**EXERCISE AIM**
Records follow. Select each line holding "white".
RECORDS SHOWN section start
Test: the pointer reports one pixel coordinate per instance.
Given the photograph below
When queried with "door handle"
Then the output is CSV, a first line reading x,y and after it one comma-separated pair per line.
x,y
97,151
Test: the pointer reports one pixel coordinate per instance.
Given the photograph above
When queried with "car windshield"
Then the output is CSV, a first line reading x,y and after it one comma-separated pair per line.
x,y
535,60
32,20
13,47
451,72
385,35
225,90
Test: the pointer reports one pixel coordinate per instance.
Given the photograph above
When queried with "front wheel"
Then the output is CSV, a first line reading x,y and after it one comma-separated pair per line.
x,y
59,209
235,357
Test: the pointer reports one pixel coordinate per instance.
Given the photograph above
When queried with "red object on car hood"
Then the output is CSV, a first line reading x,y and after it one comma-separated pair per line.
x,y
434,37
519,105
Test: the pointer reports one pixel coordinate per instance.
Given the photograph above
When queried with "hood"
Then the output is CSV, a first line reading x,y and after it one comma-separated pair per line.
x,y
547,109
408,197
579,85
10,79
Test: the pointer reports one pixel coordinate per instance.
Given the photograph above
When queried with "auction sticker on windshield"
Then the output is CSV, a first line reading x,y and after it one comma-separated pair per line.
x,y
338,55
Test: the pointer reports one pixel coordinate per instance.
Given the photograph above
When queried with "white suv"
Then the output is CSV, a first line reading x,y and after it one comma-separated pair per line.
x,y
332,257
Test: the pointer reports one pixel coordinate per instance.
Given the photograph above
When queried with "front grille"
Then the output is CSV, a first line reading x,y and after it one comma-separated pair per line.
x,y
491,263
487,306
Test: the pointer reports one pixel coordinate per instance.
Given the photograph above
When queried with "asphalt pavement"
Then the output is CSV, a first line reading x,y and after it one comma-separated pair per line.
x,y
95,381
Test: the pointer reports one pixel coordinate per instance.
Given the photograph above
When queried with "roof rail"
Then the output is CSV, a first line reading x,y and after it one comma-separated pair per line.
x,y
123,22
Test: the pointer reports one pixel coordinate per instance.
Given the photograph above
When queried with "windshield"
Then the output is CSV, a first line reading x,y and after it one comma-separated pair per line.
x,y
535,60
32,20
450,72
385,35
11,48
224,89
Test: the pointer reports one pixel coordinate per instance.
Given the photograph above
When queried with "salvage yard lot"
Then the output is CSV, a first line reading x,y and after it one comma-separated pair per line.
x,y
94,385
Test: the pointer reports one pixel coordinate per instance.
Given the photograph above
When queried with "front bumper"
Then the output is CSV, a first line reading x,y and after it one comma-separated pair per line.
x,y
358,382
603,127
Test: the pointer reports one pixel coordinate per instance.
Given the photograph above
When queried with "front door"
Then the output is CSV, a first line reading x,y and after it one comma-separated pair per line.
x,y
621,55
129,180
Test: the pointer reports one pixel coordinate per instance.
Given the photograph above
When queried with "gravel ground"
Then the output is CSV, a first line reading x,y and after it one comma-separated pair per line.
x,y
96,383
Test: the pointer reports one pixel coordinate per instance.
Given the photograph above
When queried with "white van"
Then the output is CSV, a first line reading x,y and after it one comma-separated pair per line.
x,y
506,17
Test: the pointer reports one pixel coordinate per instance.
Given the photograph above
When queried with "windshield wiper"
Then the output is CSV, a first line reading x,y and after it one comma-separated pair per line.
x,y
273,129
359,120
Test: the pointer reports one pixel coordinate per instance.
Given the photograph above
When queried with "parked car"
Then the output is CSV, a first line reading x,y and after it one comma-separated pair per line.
RECORDS SHOWN section end
**TASK ANSWER**
When queried with "white suv"
When queried with "white van"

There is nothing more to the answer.